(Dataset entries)
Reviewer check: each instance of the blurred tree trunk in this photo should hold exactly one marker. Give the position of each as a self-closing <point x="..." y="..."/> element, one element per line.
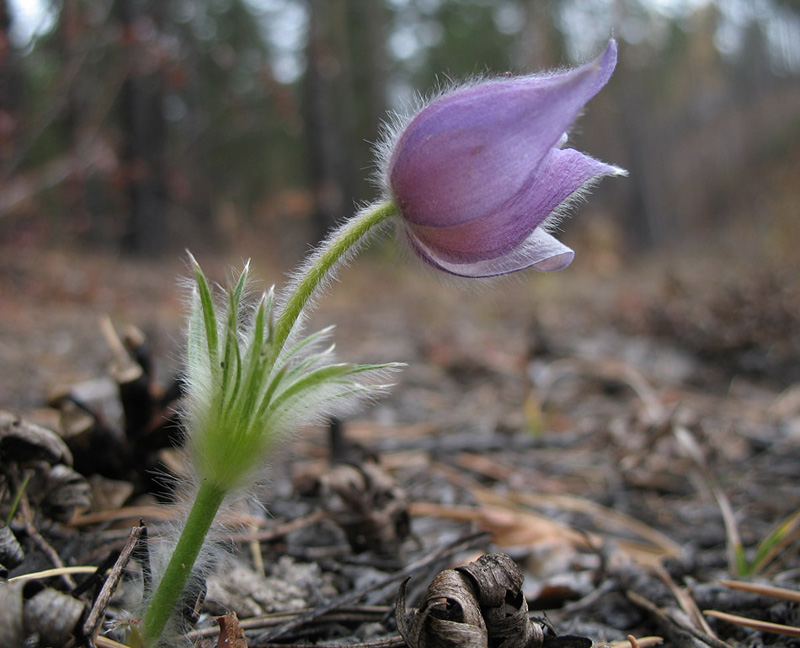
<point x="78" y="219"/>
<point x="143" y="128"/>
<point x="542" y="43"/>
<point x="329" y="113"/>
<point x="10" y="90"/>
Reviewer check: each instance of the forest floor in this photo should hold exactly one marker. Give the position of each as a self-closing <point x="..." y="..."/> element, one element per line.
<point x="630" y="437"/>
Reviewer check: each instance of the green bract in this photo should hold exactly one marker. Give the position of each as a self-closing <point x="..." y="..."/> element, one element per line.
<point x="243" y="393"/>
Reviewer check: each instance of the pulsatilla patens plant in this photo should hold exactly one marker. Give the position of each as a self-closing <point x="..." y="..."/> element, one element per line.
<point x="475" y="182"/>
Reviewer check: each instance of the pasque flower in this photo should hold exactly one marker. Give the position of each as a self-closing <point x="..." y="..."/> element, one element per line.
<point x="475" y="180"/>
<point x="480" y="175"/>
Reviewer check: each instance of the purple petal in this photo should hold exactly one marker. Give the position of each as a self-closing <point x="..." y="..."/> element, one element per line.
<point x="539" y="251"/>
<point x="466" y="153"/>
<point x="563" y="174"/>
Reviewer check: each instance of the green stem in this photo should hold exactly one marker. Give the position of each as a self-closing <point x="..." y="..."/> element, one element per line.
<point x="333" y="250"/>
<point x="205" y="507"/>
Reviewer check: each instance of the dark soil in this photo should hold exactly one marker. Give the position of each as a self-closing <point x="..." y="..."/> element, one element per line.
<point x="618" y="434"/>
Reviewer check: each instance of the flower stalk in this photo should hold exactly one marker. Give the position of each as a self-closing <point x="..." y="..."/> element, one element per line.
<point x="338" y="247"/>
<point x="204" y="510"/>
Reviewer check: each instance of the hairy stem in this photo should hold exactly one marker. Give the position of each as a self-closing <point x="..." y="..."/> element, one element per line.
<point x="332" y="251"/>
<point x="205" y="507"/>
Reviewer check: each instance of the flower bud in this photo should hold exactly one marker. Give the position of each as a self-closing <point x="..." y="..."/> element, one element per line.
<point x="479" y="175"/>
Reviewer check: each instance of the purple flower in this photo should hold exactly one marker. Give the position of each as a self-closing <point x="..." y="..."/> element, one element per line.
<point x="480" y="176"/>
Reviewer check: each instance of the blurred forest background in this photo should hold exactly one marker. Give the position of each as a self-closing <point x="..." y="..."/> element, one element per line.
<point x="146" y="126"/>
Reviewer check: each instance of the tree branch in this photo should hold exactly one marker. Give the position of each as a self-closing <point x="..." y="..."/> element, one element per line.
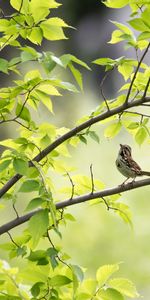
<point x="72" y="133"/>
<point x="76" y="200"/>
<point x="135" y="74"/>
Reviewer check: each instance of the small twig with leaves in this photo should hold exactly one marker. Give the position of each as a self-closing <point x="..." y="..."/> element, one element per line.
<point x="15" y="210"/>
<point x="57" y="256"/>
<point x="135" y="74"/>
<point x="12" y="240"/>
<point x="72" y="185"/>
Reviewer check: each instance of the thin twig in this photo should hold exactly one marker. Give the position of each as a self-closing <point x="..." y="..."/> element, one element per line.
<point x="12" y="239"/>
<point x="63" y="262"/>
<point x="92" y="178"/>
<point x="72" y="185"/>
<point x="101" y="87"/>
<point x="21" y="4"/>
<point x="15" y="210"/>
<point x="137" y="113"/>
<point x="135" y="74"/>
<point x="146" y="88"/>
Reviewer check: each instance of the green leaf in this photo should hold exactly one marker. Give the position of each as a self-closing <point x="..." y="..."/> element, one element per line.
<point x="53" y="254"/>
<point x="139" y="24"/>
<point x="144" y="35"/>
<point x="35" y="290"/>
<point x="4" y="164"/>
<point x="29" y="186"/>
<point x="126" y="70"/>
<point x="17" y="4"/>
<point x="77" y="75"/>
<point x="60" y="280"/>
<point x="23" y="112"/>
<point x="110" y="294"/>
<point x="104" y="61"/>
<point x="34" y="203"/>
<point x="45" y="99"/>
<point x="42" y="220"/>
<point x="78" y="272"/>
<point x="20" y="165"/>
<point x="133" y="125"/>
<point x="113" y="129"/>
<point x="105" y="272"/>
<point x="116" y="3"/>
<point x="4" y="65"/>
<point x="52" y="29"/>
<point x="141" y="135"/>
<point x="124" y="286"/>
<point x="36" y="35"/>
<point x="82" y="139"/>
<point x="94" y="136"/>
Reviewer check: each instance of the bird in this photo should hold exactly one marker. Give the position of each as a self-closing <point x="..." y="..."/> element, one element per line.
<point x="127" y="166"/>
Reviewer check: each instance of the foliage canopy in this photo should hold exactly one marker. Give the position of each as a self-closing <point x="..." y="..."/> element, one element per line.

▶ [Problem] Reproduce the data above line for line, excluding every picture.

▶ [Solution to the problem]
Reviewer check: each instance of the blurred tree trunk in this photo should hold exactly one marker. Give the position of each as a self-closing <point x="..." y="..."/> element, one element per line.
<point x="78" y="219"/>
<point x="143" y="128"/>
<point x="542" y="43"/>
<point x="329" y="113"/>
<point x="10" y="90"/>
Reviewer check: each instance of the forest floor in this photo should hold exactly one marker. Give the position of each as a self-closing <point x="..." y="..."/> element, one element per line.
<point x="630" y="437"/>
Reviewer check: each instance of the green bract in this photo should hold exactly one marker. Give the position of each as a self-closing <point x="..." y="..."/> element, one element per line.
<point x="243" y="393"/>
Reviewer check: each instance of the pulsatilla patens plant in this photo should hold exactly one marker. Give the position of each as a self-closing <point x="..." y="..."/> element, one element per line.
<point x="475" y="182"/>
Reviewer check: each instance of the pasque flower in this photo should hold exactly one marker. Give the position of each as a self-closing <point x="..." y="..."/> element, one element per line.
<point x="475" y="180"/>
<point x="480" y="175"/>
Reviewer check: each instance of the purple petal in this photo should hold exactly one marker. Give the position of each as a self-closing <point x="..." y="..."/> element, one element per line.
<point x="539" y="251"/>
<point x="466" y="153"/>
<point x="563" y="174"/>
Reviewer check: each instance of the green stem in this photo should hold exactly one marker. Give the position of each as a self-closing <point x="..." y="..."/> element, one element per line.
<point x="333" y="250"/>
<point x="205" y="507"/>
Reviewer check: each instance of the dark soil in this photo should hold exactly one marker. Give the position of each as a self-closing <point x="..." y="..."/> element, one element per line.
<point x="618" y="434"/>
Reviewer check: each instance of the flower stalk in this photo should hold exactly one marker. Give the position of each as a self-closing <point x="..." y="..."/> element, one element per line.
<point x="338" y="247"/>
<point x="204" y="510"/>
Reviewer check: each instance of the hairy stem in this photo should hold exactly one marker. Give the position of each as a self-closing <point x="..." y="..."/> element, one element per line.
<point x="332" y="251"/>
<point x="205" y="507"/>
Reviewer check: each instance of the flower bud in this photo should hold exactly one marker. Give the position of each as a self-closing <point x="..." y="..."/> element, one element per line.
<point x="479" y="175"/>
Reviewer check: each instance of the purple flower in this photo should hold exactly one marker. Give the position of each as a self-closing <point x="..." y="..."/> element, one element per line.
<point x="480" y="176"/>
Reviewer check: each instance of the blurred forest background in this photo should hold exactly one marker. Give the position of each as a self-closing <point x="..." y="..."/> element, one element per line.
<point x="146" y="126"/>
Reviewer check: each instance of the tree branch in this photo should hold exactly one marker. Give the position of each as a self-closing <point x="..." y="..."/> element, one element per line.
<point x="72" y="133"/>
<point x="76" y="200"/>
<point x="135" y="74"/>
Reviewer check: each instance of the small twig with leaves in this photo should hold exactly one marker. Give the position of each as a self-closing <point x="..." y="..."/> element, one element per line.
<point x="15" y="210"/>
<point x="57" y="256"/>
<point x="135" y="74"/>
<point x="12" y="240"/>
<point x="72" y="185"/>
Reviewer check: each instance of the thin twig in this photo should hold exactly one marker. Give the position of each as a self-closing <point x="..." y="..."/> element, one element per line.
<point x="12" y="239"/>
<point x="63" y="262"/>
<point x="92" y="178"/>
<point x="72" y="185"/>
<point x="101" y="87"/>
<point x="21" y="4"/>
<point x="15" y="210"/>
<point x="137" y="113"/>
<point x="135" y="74"/>
<point x="146" y="88"/>
Reviewer check: each instance of the green leaf in this photo should hold exactly one marker. Give the position of each as a self-closing <point x="..." y="..."/> element, one element per line.
<point x="53" y="254"/>
<point x="139" y="24"/>
<point x="144" y="35"/>
<point x="35" y="290"/>
<point x="4" y="164"/>
<point x="29" y="186"/>
<point x="126" y="70"/>
<point x="17" y="4"/>
<point x="77" y="75"/>
<point x="60" y="280"/>
<point x="23" y="112"/>
<point x="110" y="294"/>
<point x="104" y="61"/>
<point x="34" y="203"/>
<point x="45" y="99"/>
<point x="42" y="220"/>
<point x="78" y="272"/>
<point x="20" y="165"/>
<point x="133" y="125"/>
<point x="113" y="129"/>
<point x="105" y="272"/>
<point x="116" y="3"/>
<point x="4" y="65"/>
<point x="52" y="29"/>
<point x="141" y="135"/>
<point x="124" y="286"/>
<point x="36" y="35"/>
<point x="82" y="139"/>
<point x="94" y="136"/>
Reviewer check: each instance of the bird in this photo should hold exactly one marker. Give the position of each as a self-closing <point x="..." y="..."/> element, one element per line.
<point x="127" y="166"/>
Reviewer check: each instance of the foliage canopy in this photo should hold exactly one marker. Give the position of each as a self-closing <point x="..." y="..."/> element, one element per line.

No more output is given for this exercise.